*Задача*: Перенесите в нумерованный список записи с самого начала до строки с "point(1236, 47)" включительно, пропустив пустые строки. Картинки в ответ не включайте.

*Исходные данные*:
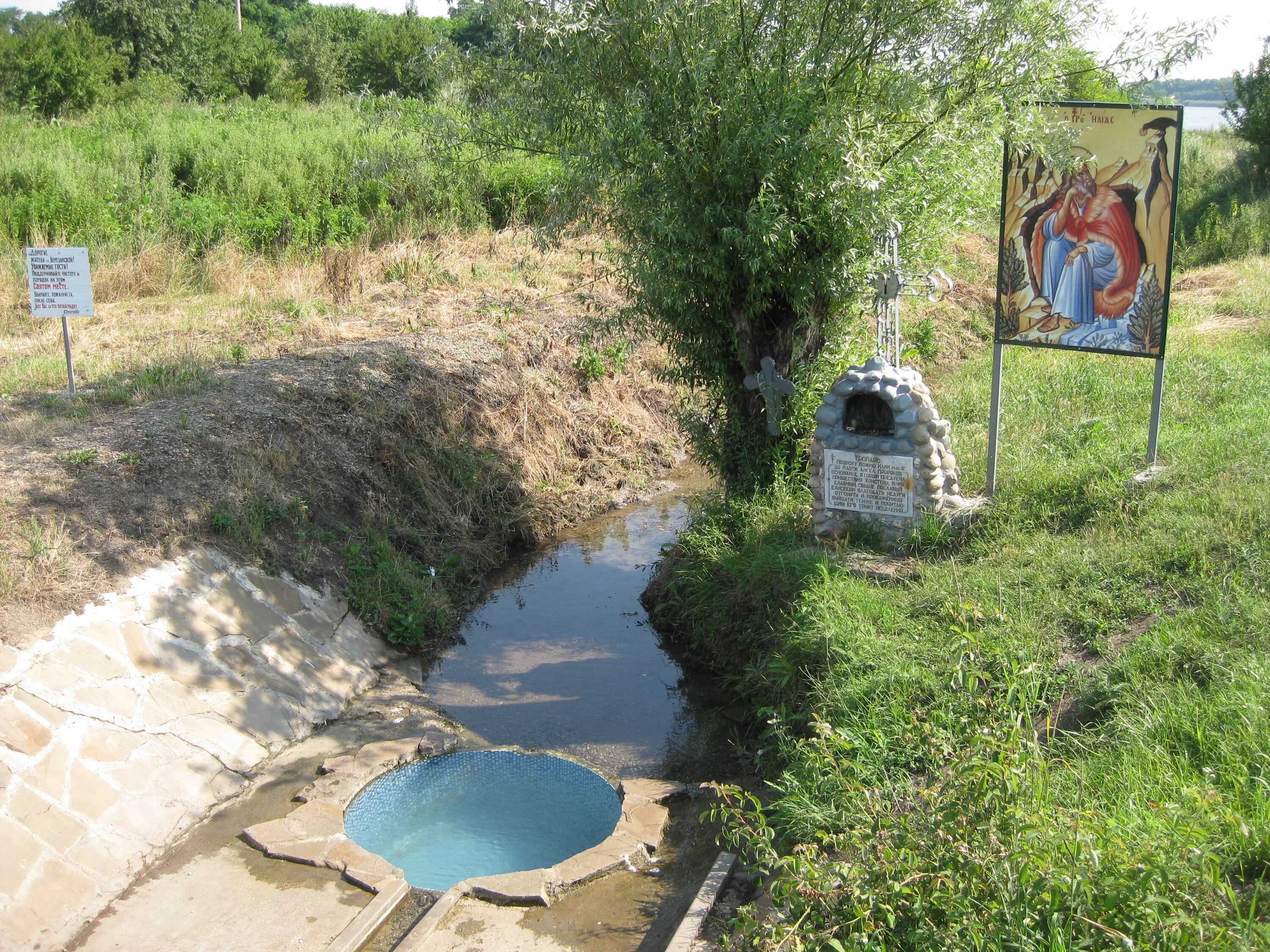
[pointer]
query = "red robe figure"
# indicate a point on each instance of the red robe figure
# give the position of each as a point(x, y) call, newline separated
point(1085, 250)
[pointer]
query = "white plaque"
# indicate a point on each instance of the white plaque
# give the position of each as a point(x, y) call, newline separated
point(868, 483)
point(59, 282)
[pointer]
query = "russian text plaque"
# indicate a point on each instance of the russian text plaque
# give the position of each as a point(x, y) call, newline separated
point(868, 483)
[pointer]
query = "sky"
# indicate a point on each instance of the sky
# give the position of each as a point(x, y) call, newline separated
point(1236, 47)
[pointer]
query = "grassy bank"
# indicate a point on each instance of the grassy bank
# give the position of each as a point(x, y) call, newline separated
point(1222, 210)
point(263, 177)
point(1053, 733)
point(392, 421)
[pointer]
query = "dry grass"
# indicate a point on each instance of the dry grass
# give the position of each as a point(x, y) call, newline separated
point(422, 393)
point(163, 308)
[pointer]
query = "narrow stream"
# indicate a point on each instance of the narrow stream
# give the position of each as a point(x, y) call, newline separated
point(560, 655)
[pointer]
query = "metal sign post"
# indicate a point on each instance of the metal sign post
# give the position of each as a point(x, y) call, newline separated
point(61, 287)
point(1156, 400)
point(66, 342)
point(1122, 193)
point(995, 417)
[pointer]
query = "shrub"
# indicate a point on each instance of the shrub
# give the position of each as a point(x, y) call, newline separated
point(58, 68)
point(1249, 110)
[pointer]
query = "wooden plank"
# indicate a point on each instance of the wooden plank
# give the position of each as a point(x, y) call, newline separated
point(371, 918)
point(690, 927)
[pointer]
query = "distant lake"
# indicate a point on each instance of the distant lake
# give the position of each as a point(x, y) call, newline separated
point(1203, 117)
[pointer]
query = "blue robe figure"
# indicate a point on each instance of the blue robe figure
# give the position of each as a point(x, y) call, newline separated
point(1070, 287)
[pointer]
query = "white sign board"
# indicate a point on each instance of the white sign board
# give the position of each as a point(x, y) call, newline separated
point(868, 483)
point(59, 282)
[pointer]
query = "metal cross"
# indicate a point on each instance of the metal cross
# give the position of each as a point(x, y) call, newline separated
point(891, 283)
point(773, 386)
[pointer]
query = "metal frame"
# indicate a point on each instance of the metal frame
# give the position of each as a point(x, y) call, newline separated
point(999, 343)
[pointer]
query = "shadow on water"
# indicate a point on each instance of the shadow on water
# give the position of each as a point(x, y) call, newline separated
point(560, 655)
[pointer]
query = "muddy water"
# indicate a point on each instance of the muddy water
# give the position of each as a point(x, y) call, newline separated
point(560, 655)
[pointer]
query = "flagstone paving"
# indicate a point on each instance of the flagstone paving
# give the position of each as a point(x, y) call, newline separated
point(139, 715)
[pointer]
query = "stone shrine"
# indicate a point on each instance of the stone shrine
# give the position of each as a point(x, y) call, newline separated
point(882, 456)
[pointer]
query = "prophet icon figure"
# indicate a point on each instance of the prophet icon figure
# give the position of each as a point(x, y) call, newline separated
point(1086, 252)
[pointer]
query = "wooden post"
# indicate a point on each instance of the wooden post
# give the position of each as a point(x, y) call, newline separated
point(66, 342)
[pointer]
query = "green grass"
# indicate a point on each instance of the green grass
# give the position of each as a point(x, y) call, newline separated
point(268, 177)
point(1222, 211)
point(916, 803)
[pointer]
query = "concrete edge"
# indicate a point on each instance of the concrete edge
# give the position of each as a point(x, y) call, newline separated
point(690, 926)
point(642, 820)
point(371, 917)
point(417, 938)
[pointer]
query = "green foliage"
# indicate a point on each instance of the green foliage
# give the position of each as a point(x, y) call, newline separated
point(56, 68)
point(341, 49)
point(1249, 111)
point(1085, 82)
point(745, 153)
point(265, 176)
point(390, 587)
point(470, 27)
point(148, 33)
point(595, 363)
point(153, 381)
point(399, 55)
point(318, 59)
point(80, 457)
point(1147, 325)
point(944, 775)
point(220, 63)
point(1011, 280)
point(249, 520)
point(920, 341)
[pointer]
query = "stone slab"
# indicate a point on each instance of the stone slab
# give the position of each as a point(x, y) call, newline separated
point(130, 720)
point(614, 853)
point(690, 926)
point(646, 823)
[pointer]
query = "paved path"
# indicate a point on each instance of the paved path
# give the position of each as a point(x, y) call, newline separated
point(134, 719)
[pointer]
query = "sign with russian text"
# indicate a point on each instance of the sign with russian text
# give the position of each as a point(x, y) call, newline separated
point(868, 483)
point(60, 283)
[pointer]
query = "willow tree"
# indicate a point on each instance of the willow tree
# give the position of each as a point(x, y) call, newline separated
point(743, 153)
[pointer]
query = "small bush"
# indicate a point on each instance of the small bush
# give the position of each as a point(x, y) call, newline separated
point(392, 588)
point(1249, 110)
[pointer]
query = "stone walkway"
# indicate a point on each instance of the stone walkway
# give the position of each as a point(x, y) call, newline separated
point(134, 719)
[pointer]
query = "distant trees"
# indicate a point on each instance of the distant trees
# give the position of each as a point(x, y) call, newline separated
point(145, 32)
point(341, 49)
point(1249, 110)
point(287, 49)
point(54, 66)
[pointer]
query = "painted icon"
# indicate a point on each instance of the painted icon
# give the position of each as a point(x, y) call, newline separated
point(1086, 252)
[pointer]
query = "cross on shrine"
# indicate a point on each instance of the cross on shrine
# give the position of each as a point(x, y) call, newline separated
point(773, 386)
point(891, 283)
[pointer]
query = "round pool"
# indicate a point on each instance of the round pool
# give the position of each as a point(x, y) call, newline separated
point(480, 813)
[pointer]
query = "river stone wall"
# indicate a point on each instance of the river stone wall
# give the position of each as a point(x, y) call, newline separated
point(920, 433)
point(135, 718)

*Решение задачи*:
1. [pointer]
2. query = "red robe figure"
3. # indicate a point on each instance of the red robe figure
4. # give the position of each as a point(x, y) call, newline separated
5. point(1085, 250)
6. [pointer]
7. query = "white plaque"
8. # indicate a point on each instance of the white plaque
9. # give the position of each as a point(x, y) call, newline separated
10. point(868, 483)
11. point(59, 282)
12. [pointer]
13. query = "russian text plaque"
14. # indicate a point on each instance of the russian text plaque
15. # give the position of each as a point(x, y) call, newline separated
16. point(868, 483)
17. [pointer]
18. query = "sky"
19. # indicate a point on each instance of the sky
20. # give the position of each as a point(x, y) call, newline separated
21. point(1236, 47)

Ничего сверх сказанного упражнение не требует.